Source passage:

--- BEGIN ---

HARJ TAGGAR in conversation with Kim-Mai Cutler, link to video here. The folks at Y Combinator continue to grow in influence and also size, and the most interesting piece of this discussion is that Taggar mentions YC has its own internal database for its founders to create and share notes about specific investors, sort of like “The Funded.”
CHI-HUA CHIEN in conversation with David Kirkpatrick, link to video here. This was probably my favorite talk during the conference, one of the most articulate, thoughtful explanations of what the last five years have brought in the consumer web/mobile space and what the next five may bring, as well. If you’re going to watch one video, this is it.
Startup #1: OPEN GARDEN, link to video here. Perhaps the most disruptive idea presented at the conference. The company has built a multi-platform application that allows users to pool their data/wifi resources and create ad-hod mesh networks, bypassing many of the carriers’ own rules. One of the founders also started BitTorrent. This pitch reminded me of what Lucius Fox did at the end of “The Dark Knight.”
Startup #2: GTAR, link to video here. This was a crowd favorite, in many ways. They are building hardware to pair with mobile phones to help teach guitar, but most fascinating is that during the conference, they received private investment plus funds from their Kickstarter campaign. This, to me, embodies what could happen in early-stage funding over the next few years, a hybrid model where the power of venture capital declines while the power of crowd funding increases. This could form new models that blend both of those types of capital.

--- END ---

Entries pointing to named objects
--- BEGIN ---

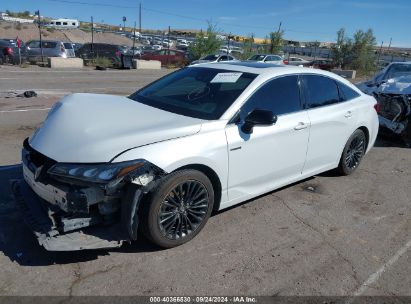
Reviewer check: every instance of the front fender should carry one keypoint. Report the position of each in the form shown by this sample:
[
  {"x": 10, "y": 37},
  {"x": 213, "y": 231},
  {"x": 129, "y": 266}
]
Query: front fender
[{"x": 208, "y": 148}]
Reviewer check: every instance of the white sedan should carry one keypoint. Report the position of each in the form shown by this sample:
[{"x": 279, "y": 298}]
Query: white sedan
[{"x": 203, "y": 138}]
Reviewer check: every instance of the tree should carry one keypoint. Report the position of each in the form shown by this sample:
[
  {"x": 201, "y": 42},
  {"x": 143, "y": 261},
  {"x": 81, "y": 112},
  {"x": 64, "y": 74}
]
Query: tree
[
  {"x": 363, "y": 51},
  {"x": 276, "y": 41},
  {"x": 205, "y": 43}
]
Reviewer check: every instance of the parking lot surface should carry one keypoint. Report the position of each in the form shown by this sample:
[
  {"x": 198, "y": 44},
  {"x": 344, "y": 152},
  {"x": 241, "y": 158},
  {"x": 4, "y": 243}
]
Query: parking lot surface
[{"x": 327, "y": 235}]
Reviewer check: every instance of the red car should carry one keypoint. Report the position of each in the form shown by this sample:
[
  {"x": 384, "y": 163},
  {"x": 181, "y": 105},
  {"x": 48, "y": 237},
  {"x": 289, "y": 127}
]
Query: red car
[{"x": 167, "y": 57}]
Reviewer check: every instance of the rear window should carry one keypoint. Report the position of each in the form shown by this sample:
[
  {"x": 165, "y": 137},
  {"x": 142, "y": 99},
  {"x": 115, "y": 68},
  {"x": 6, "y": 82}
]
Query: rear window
[
  {"x": 196, "y": 92},
  {"x": 346, "y": 93}
]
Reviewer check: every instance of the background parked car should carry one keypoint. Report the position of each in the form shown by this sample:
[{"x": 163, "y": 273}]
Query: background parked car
[
  {"x": 51, "y": 48},
  {"x": 167, "y": 57},
  {"x": 111, "y": 51},
  {"x": 298, "y": 61},
  {"x": 322, "y": 64},
  {"x": 214, "y": 58},
  {"x": 268, "y": 58},
  {"x": 9, "y": 52}
]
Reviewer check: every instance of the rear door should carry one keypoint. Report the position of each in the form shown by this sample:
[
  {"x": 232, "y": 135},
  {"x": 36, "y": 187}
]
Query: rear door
[{"x": 331, "y": 122}]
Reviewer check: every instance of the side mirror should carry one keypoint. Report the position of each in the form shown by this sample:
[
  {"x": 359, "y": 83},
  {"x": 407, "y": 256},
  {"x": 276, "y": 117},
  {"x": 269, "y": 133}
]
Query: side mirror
[{"x": 258, "y": 117}]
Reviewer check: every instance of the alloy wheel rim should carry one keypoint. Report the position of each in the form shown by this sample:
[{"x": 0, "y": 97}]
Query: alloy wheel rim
[
  {"x": 355, "y": 152},
  {"x": 183, "y": 210}
]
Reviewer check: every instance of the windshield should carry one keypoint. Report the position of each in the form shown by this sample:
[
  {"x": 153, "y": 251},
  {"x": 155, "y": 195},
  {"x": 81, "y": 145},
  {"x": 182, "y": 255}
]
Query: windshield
[
  {"x": 210, "y": 57},
  {"x": 257, "y": 57},
  {"x": 203, "y": 93},
  {"x": 397, "y": 70}
]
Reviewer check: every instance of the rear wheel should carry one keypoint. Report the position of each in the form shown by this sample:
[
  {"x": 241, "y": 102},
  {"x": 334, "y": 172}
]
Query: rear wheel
[
  {"x": 353, "y": 153},
  {"x": 178, "y": 208}
]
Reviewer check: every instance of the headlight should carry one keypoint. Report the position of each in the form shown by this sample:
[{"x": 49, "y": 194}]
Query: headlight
[{"x": 99, "y": 173}]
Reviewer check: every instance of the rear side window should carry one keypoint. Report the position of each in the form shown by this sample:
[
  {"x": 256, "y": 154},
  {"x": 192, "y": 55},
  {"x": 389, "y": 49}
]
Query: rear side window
[
  {"x": 49, "y": 44},
  {"x": 346, "y": 93},
  {"x": 280, "y": 95},
  {"x": 320, "y": 91}
]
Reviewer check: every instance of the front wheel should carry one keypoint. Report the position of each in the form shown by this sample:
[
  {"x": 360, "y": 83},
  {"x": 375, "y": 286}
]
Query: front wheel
[
  {"x": 178, "y": 208},
  {"x": 353, "y": 153}
]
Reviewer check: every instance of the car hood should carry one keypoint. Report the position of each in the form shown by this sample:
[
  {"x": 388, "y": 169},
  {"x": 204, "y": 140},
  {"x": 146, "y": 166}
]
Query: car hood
[
  {"x": 398, "y": 85},
  {"x": 92, "y": 128}
]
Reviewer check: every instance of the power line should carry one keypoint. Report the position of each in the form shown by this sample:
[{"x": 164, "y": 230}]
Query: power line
[{"x": 186, "y": 17}]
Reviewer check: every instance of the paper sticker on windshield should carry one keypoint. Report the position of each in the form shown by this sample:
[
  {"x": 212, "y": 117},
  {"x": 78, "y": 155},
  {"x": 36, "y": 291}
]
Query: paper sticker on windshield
[{"x": 226, "y": 77}]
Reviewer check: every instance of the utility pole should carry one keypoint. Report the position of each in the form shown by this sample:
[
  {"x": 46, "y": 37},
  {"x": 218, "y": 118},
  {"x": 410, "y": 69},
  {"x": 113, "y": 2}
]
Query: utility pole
[
  {"x": 139, "y": 20},
  {"x": 92, "y": 36},
  {"x": 389, "y": 47},
  {"x": 41, "y": 40},
  {"x": 228, "y": 43},
  {"x": 134, "y": 38}
]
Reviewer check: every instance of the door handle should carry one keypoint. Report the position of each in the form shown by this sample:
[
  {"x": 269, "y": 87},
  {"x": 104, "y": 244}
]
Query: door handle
[
  {"x": 301, "y": 126},
  {"x": 348, "y": 114}
]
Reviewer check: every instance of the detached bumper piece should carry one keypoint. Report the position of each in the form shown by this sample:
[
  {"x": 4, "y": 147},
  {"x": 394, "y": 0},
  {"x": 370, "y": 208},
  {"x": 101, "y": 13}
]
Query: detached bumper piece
[{"x": 36, "y": 214}]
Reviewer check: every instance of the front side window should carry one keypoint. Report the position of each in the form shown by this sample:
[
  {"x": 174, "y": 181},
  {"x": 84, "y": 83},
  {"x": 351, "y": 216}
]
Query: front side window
[
  {"x": 280, "y": 95},
  {"x": 320, "y": 91},
  {"x": 203, "y": 93}
]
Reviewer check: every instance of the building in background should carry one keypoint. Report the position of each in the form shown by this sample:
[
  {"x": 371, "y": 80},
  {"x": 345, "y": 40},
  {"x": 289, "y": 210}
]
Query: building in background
[{"x": 64, "y": 23}]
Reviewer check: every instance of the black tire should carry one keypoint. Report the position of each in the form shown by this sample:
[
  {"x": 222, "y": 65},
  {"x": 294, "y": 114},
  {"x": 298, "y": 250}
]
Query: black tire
[
  {"x": 353, "y": 153},
  {"x": 178, "y": 208}
]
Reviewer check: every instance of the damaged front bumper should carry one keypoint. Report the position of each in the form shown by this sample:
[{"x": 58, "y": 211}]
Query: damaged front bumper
[
  {"x": 395, "y": 113},
  {"x": 68, "y": 216}
]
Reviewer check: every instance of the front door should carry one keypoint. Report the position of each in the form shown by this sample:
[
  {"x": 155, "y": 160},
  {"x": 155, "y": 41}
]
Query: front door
[{"x": 271, "y": 156}]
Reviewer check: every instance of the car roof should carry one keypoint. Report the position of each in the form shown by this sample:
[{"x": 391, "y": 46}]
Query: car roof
[{"x": 268, "y": 69}]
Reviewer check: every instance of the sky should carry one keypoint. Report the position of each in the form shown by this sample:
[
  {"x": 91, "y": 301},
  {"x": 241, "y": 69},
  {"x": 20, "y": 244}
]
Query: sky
[{"x": 304, "y": 20}]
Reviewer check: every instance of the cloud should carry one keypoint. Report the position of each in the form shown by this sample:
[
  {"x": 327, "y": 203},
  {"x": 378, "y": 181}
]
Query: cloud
[{"x": 227, "y": 18}]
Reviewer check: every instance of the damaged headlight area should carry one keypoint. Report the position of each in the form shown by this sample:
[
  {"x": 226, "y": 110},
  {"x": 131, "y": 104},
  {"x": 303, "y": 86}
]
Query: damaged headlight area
[{"x": 82, "y": 206}]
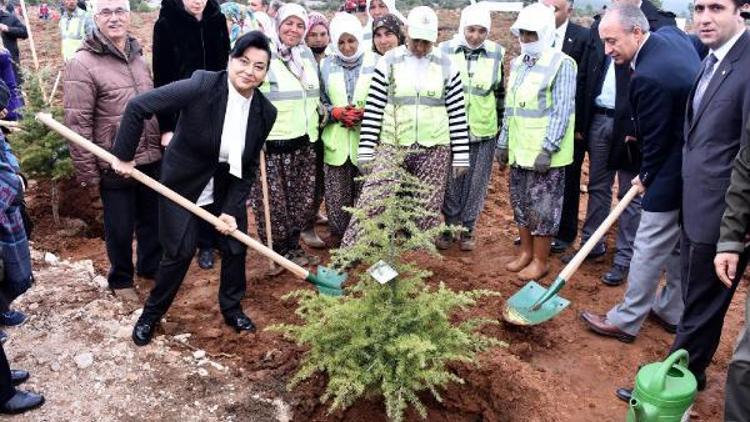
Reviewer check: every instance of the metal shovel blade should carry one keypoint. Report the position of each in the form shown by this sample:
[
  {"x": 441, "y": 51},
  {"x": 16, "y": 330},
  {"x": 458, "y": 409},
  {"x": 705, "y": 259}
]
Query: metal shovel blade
[
  {"x": 327, "y": 281},
  {"x": 529, "y": 307}
]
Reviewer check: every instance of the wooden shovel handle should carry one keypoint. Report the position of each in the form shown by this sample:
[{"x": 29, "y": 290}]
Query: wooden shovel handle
[
  {"x": 582, "y": 253},
  {"x": 171, "y": 195}
]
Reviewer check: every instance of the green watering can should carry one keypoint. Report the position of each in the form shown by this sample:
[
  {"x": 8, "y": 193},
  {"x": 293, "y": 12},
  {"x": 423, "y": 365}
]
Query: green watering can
[{"x": 664, "y": 391}]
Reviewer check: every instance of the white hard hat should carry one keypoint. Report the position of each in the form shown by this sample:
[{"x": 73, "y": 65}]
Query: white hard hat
[
  {"x": 535, "y": 17},
  {"x": 422, "y": 24}
]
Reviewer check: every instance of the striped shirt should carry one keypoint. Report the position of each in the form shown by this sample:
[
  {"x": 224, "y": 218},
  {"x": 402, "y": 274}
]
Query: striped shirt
[
  {"x": 563, "y": 105},
  {"x": 377, "y": 99}
]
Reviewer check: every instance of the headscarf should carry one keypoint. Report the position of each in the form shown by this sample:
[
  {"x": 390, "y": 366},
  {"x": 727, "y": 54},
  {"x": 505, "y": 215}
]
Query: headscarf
[
  {"x": 345, "y": 23},
  {"x": 292, "y": 56},
  {"x": 391, "y": 23},
  {"x": 391, "y": 5},
  {"x": 473, "y": 15}
]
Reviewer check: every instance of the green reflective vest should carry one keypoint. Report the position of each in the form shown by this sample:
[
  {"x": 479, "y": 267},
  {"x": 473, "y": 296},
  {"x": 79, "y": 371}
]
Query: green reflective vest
[
  {"x": 72, "y": 32},
  {"x": 341, "y": 142},
  {"x": 528, "y": 107},
  {"x": 296, "y": 101},
  {"x": 416, "y": 116},
  {"x": 479, "y": 87}
]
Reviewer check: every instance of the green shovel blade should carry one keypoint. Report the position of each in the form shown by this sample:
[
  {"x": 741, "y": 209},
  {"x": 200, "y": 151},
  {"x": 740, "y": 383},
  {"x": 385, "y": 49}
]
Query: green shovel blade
[
  {"x": 327, "y": 281},
  {"x": 523, "y": 308}
]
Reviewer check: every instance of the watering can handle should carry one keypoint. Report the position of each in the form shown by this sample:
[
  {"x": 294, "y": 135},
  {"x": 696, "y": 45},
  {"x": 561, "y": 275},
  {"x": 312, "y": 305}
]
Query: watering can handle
[
  {"x": 659, "y": 380},
  {"x": 105, "y": 155}
]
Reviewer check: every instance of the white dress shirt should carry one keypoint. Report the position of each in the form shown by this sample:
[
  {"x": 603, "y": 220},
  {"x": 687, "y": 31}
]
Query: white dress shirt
[{"x": 232, "y": 139}]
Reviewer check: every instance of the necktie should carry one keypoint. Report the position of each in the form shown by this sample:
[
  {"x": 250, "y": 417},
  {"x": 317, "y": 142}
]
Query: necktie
[{"x": 708, "y": 71}]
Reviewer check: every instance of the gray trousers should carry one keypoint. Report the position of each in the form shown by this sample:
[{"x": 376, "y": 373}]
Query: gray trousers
[
  {"x": 656, "y": 249},
  {"x": 464, "y": 195},
  {"x": 600, "y": 192},
  {"x": 737, "y": 399}
]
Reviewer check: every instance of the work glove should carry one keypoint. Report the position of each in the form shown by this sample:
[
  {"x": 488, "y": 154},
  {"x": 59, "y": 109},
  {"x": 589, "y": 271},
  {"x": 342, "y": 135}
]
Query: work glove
[
  {"x": 542, "y": 162},
  {"x": 459, "y": 171},
  {"x": 501, "y": 155}
]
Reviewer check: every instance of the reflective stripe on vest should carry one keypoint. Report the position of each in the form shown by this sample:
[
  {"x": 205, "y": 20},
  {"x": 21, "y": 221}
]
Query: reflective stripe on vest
[
  {"x": 341, "y": 143},
  {"x": 71, "y": 40},
  {"x": 528, "y": 109},
  {"x": 291, "y": 97},
  {"x": 479, "y": 87},
  {"x": 412, "y": 116}
]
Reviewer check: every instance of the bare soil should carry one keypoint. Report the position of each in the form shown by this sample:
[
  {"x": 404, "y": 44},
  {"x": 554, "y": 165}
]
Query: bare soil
[{"x": 556, "y": 371}]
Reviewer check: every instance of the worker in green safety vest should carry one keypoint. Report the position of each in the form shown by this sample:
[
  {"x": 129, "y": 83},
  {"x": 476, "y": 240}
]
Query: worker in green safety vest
[
  {"x": 536, "y": 138},
  {"x": 75, "y": 25},
  {"x": 480, "y": 62},
  {"x": 346, "y": 79},
  {"x": 293, "y": 87}
]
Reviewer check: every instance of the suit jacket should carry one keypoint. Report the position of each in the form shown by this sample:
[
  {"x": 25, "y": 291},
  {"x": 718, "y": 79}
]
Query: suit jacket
[
  {"x": 713, "y": 136},
  {"x": 665, "y": 69},
  {"x": 591, "y": 75},
  {"x": 574, "y": 45},
  {"x": 192, "y": 157}
]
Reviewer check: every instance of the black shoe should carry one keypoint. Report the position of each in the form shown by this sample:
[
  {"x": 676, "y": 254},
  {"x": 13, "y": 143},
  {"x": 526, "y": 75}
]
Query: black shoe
[
  {"x": 598, "y": 252},
  {"x": 559, "y": 246},
  {"x": 143, "y": 331},
  {"x": 206, "y": 258},
  {"x": 624, "y": 394},
  {"x": 21, "y": 402},
  {"x": 670, "y": 328},
  {"x": 615, "y": 276},
  {"x": 240, "y": 322},
  {"x": 18, "y": 376}
]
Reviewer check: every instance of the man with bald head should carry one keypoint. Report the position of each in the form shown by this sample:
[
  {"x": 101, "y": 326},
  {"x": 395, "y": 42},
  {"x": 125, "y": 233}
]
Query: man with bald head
[{"x": 664, "y": 65}]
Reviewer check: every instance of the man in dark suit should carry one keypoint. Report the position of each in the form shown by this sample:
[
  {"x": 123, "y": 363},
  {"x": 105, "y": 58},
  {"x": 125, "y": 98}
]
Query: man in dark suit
[
  {"x": 571, "y": 39},
  {"x": 664, "y": 65},
  {"x": 603, "y": 121},
  {"x": 212, "y": 159}
]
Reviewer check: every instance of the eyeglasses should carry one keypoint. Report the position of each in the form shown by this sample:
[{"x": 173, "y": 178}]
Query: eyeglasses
[{"x": 107, "y": 13}]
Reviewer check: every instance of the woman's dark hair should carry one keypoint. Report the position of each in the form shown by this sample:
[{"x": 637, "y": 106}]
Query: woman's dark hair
[{"x": 255, "y": 39}]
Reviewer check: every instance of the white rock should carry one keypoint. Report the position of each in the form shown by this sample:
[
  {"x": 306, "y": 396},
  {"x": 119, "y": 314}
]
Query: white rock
[
  {"x": 84, "y": 360},
  {"x": 101, "y": 281},
  {"x": 51, "y": 259}
]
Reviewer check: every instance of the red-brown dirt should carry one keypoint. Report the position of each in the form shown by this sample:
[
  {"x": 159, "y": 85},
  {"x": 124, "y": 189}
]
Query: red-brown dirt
[{"x": 556, "y": 371}]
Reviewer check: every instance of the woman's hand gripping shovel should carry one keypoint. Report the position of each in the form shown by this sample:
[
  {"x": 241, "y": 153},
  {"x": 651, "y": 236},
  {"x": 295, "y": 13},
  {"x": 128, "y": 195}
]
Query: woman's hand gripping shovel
[
  {"x": 327, "y": 281},
  {"x": 534, "y": 304}
]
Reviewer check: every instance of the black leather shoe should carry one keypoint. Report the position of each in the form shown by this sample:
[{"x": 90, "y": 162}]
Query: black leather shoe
[
  {"x": 206, "y": 259},
  {"x": 143, "y": 331},
  {"x": 558, "y": 246},
  {"x": 21, "y": 402},
  {"x": 615, "y": 276},
  {"x": 18, "y": 376},
  {"x": 624, "y": 394},
  {"x": 240, "y": 322}
]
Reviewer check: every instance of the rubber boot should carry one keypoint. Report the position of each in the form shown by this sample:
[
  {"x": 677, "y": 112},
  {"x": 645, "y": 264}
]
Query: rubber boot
[
  {"x": 525, "y": 254},
  {"x": 539, "y": 266}
]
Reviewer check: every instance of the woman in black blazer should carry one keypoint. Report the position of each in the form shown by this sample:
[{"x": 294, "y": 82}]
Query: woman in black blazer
[{"x": 209, "y": 161}]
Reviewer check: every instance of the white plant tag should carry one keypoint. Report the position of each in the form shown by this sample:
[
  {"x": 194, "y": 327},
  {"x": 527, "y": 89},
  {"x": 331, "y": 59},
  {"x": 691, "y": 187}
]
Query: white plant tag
[{"x": 382, "y": 272}]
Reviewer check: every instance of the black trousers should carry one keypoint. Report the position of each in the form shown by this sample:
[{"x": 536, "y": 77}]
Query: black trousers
[
  {"x": 571, "y": 199},
  {"x": 172, "y": 272},
  {"x": 6, "y": 388},
  {"x": 706, "y": 303},
  {"x": 130, "y": 207}
]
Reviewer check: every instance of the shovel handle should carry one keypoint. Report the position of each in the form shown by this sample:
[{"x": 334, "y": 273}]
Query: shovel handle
[
  {"x": 582, "y": 253},
  {"x": 105, "y": 155}
]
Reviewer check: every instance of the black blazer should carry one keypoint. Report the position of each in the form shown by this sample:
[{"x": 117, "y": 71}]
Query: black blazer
[
  {"x": 192, "y": 157},
  {"x": 665, "y": 69},
  {"x": 591, "y": 75},
  {"x": 713, "y": 136},
  {"x": 574, "y": 45}
]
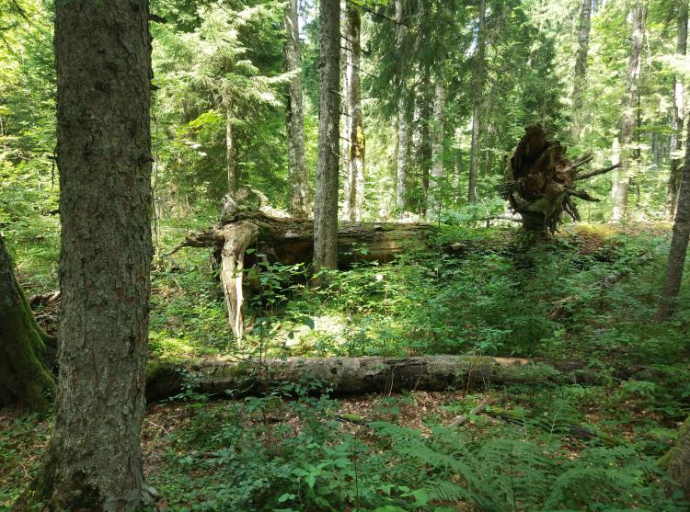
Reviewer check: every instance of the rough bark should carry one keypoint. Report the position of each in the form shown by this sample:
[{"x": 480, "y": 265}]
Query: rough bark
[
  {"x": 580, "y": 77},
  {"x": 326, "y": 203},
  {"x": 355, "y": 132},
  {"x": 359, "y": 375},
  {"x": 677, "y": 113},
  {"x": 25, "y": 361},
  {"x": 290, "y": 241},
  {"x": 477, "y": 94},
  {"x": 621, "y": 179},
  {"x": 679, "y": 244},
  {"x": 678, "y": 460},
  {"x": 403, "y": 124},
  {"x": 436, "y": 181},
  {"x": 540, "y": 183},
  {"x": 103, "y": 60},
  {"x": 297, "y": 167}
]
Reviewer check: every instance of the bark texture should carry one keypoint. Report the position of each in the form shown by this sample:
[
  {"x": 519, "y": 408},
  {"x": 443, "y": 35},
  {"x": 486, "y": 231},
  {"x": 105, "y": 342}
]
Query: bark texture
[
  {"x": 679, "y": 460},
  {"x": 436, "y": 181},
  {"x": 326, "y": 203},
  {"x": 290, "y": 241},
  {"x": 679, "y": 245},
  {"x": 355, "y": 160},
  {"x": 477, "y": 94},
  {"x": 104, "y": 155},
  {"x": 299, "y": 179},
  {"x": 621, "y": 179},
  {"x": 360, "y": 375},
  {"x": 580, "y": 78},
  {"x": 403, "y": 122},
  {"x": 25, "y": 360},
  {"x": 677, "y": 113},
  {"x": 540, "y": 182}
]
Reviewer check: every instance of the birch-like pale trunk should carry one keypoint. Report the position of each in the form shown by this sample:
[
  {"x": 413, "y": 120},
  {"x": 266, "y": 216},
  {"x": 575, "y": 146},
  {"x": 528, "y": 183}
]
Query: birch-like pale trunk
[
  {"x": 355, "y": 161},
  {"x": 437, "y": 127},
  {"x": 677, "y": 113},
  {"x": 621, "y": 179},
  {"x": 477, "y": 94},
  {"x": 297, "y": 166},
  {"x": 580, "y": 77}
]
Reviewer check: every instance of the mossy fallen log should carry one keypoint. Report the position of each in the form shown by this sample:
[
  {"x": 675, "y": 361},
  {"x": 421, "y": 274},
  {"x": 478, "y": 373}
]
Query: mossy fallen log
[{"x": 361, "y": 375}]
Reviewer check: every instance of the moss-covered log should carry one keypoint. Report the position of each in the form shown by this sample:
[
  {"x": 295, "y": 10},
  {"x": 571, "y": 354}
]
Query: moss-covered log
[
  {"x": 27, "y": 357},
  {"x": 356, "y": 376},
  {"x": 540, "y": 182},
  {"x": 290, "y": 241}
]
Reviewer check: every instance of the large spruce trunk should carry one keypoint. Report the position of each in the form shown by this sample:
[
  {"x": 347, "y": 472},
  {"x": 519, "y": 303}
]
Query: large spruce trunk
[
  {"x": 326, "y": 200},
  {"x": 25, "y": 377},
  {"x": 103, "y": 59}
]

--- END ---

Set tasks:
**A)** Reproduce the full conference recap word for word.
**B)** Find every line in the records that contains the string "headlight" and copy each one out. Treat uppercase and lowercase letters as different.

Task-by-task results:
**A)**
HARJ TAGGAR in conversation with Kim-Mai Cutler, link to video here. The folks at Y Combinator continue to grow in influence and also size, and the most interesting piece of this discussion is that Taggar mentions YC has its own internal database for its founders to create and share notes about specific investors, sort of like “The Funded.”
CHI-HUA CHIEN in conversation with David Kirkpatrick, link to video here. This was probably my favorite talk during the conference, one of the most articulate, thoughtful explanations of what the last five years have brought in the consumer web/mobile space and what the next five may bring, as well. If you’re going to watch one video, this is it.
Startup #1: OPEN GARDEN, link to video here. Perhaps the most disruptive idea presented at the conference. The company has built a multi-platform application that allows users to pool their data/wifi resources and create ad-hod mesh networks, bypassing many of the carriers’ own rules. One of the founders also started BitTorrent. This pitch reminded me of what Lucius Fox did at the end of “The Dark Knight.”
Startup #2: GTAR, link to video here. This was a crowd favorite, in many ways. They are building hardware to pair with mobile phones to help teach guitar, but most fascinating is that during the conference, they received private investment plus funds from their Kickstarter campaign. This, to me, embodies what could happen in early-stage funding over the next few years, a hybrid model where the power of venture capital declines while the power of crowd funding increases. This could form new models that blend both of those types of capital.

**B)**
Reviewer check: every instance of the headlight should carry one keypoint. Report the position of each in the form shown by this sample:
Query: headlight
Reviewer check: every instance of the damaged headlight area should carry one keypoint. Report the position of each in the form shown by this sample:
Query: damaged headlight area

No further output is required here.